▸ **Entries provided**
— start —

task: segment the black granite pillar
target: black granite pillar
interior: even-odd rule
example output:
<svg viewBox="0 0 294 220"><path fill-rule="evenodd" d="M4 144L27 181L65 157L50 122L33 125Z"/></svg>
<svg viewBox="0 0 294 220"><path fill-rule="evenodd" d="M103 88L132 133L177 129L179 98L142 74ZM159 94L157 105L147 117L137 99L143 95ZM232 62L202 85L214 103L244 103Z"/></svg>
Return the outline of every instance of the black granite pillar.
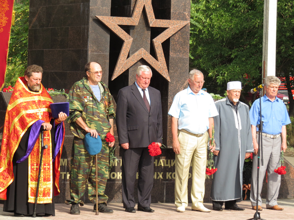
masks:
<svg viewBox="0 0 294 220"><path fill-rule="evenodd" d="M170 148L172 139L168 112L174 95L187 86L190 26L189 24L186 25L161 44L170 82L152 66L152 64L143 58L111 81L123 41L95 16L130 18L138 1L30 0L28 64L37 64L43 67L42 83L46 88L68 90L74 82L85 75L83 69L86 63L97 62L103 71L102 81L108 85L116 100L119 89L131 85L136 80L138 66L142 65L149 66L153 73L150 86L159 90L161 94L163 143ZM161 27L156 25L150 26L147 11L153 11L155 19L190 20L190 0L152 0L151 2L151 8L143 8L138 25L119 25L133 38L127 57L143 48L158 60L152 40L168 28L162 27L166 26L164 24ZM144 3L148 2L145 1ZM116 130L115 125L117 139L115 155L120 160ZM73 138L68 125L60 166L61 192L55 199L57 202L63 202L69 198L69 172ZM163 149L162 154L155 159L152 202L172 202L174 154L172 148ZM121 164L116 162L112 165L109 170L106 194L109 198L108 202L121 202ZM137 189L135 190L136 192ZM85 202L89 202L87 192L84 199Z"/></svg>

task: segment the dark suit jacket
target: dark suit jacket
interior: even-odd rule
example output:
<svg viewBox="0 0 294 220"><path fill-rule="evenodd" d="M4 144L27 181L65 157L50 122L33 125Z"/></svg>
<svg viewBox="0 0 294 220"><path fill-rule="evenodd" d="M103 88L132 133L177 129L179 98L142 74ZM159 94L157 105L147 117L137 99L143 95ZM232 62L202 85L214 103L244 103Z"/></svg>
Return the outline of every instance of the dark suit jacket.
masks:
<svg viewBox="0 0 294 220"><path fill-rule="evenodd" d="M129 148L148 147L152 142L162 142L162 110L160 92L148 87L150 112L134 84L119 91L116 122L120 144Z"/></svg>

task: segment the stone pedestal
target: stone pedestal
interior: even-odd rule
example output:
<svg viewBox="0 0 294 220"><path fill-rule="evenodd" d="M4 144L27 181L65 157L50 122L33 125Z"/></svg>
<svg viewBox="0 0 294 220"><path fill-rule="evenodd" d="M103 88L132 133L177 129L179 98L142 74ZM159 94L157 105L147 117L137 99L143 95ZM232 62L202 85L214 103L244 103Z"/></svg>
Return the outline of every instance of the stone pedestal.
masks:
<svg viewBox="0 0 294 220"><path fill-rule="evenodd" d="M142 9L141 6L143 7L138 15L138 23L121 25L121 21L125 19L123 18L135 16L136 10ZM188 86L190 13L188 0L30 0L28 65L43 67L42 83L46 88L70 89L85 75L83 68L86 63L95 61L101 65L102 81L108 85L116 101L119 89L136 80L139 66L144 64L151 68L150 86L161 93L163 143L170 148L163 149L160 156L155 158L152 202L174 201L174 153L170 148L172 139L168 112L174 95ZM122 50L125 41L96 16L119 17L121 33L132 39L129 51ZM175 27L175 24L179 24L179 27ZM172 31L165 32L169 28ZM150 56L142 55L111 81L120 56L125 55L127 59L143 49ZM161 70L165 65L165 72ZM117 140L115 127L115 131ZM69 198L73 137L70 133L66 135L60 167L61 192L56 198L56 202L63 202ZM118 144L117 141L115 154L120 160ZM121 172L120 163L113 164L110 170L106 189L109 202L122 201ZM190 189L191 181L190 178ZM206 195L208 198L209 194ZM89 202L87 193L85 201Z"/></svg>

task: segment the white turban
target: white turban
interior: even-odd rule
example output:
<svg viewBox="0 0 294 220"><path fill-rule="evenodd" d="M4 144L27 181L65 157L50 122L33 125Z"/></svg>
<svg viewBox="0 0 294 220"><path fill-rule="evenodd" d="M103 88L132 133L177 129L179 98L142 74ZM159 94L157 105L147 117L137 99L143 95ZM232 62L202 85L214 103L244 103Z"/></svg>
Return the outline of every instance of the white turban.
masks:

— end —

▸ **Directive**
The records above must be echoed exactly, minus their pictures.

▸ **Answer to the exercise**
task: segment the black granite pillar
target: black granite pillar
interior: even-odd rule
example output:
<svg viewBox="0 0 294 220"><path fill-rule="evenodd" d="M4 144L27 181L65 157L50 122L33 125Z"/></svg>
<svg viewBox="0 0 294 220"><path fill-rule="evenodd" d="M103 88L132 133L177 129L179 98L142 74ZM159 94L157 105L147 117L137 99L143 95ZM232 62L202 85L214 103L244 103Z"/></svg>
Return the outline of every instance of the black granite pillar.
masks:
<svg viewBox="0 0 294 220"><path fill-rule="evenodd" d="M170 148L172 139L168 112L174 95L187 86L190 26L189 24L186 25L161 44L170 82L152 66L152 64L143 58L111 81L123 41L95 16L130 18L138 1L30 0L28 64L37 64L43 67L42 83L46 88L68 90L74 82L85 75L83 69L86 63L97 62L103 71L102 81L108 85L116 100L119 89L131 85L136 80L138 66L142 65L149 66L153 73L150 86L159 90L161 94L163 143ZM161 27L156 25L150 26L147 11L153 11L155 19L190 20L190 0L152 0L151 2L151 8L143 8L138 25L119 25L133 38L127 57L143 48L158 60L152 40L168 28L162 27L166 26L164 24ZM144 3L148 2L145 1ZM116 130L115 125L117 139L115 155L120 160ZM73 138L68 125L60 166L61 192L55 199L57 202L63 202L69 198L69 172ZM163 149L162 154L155 159L152 202L172 202L174 154L172 148ZM121 164L116 162L112 165L109 170L106 194L109 198L108 202L121 202ZM137 189L135 190L136 192ZM85 202L89 202L87 192L84 199Z"/></svg>

task: segment the dark suit jacket
target: dark suit jacket
interior: even-odd rule
example output:
<svg viewBox="0 0 294 220"><path fill-rule="evenodd" d="M4 144L27 181L65 157L50 122L33 125Z"/></svg>
<svg viewBox="0 0 294 220"><path fill-rule="evenodd" d="M103 88L132 133L177 129L179 98L142 74ZM159 94L157 105L147 117L137 99L143 95ZM232 62L202 85L214 103L244 103Z"/></svg>
Return the outline of every instance of the dark suit jacket.
masks:
<svg viewBox="0 0 294 220"><path fill-rule="evenodd" d="M129 148L148 147L152 142L162 142L162 110L160 92L148 87L150 112L134 84L119 91L116 122L120 144Z"/></svg>

task: segment the stone pedestal
target: stone pedestal
interior: even-odd rule
example output:
<svg viewBox="0 0 294 220"><path fill-rule="evenodd" d="M4 144L27 181L65 157L50 122L33 125Z"/></svg>
<svg viewBox="0 0 294 220"><path fill-rule="evenodd" d="M103 88L132 133L177 129L179 98L142 74ZM159 94L157 105L147 117L137 99L143 95ZM232 62L202 85L214 103L244 103Z"/></svg>
Return the outline of every instance of the stone pedestal.
masks:
<svg viewBox="0 0 294 220"><path fill-rule="evenodd" d="M142 9L141 6L143 7L138 15L138 23L121 25L121 21L125 19L123 18L135 16L136 10ZM188 86L190 13L188 0L30 0L28 65L43 67L42 83L46 88L70 89L85 75L83 68L86 63L95 61L101 65L102 81L108 85L116 101L119 89L136 80L139 66L144 64L151 68L150 86L161 93L163 143L170 148L163 149L160 156L155 158L152 202L174 201L174 153L170 148L172 139L168 112L174 95ZM122 50L125 41L96 16L119 17L121 33L132 39L129 51ZM175 27L175 24L179 24L179 27ZM172 31L165 32L169 28ZM150 56L142 55L111 81L120 56L125 55L127 59L143 49ZM161 70L165 65L165 72ZM117 140L115 127L115 131ZM69 198L73 137L70 133L66 135L60 167L61 192L56 198L56 202L63 202ZM118 144L117 141L115 154L120 160ZM121 172L120 163L113 164L110 170L106 189L109 202L122 201ZM190 189L191 181L190 178ZM206 195L208 198L209 194ZM89 202L87 193L85 201Z"/></svg>

task: segment the white turban
target: white turban
interior: even-odd rule
example output:
<svg viewBox="0 0 294 220"><path fill-rule="evenodd" d="M4 144L27 181L65 157L50 122L33 125Z"/></svg>
<svg viewBox="0 0 294 220"><path fill-rule="evenodd" d="M103 88L132 133L177 129L179 98L142 74ZM159 94L157 105L147 117L137 99L143 95ZM232 62L202 85L214 103L244 103Z"/></svg>
Return the outline of every instance of the white turban.
masks:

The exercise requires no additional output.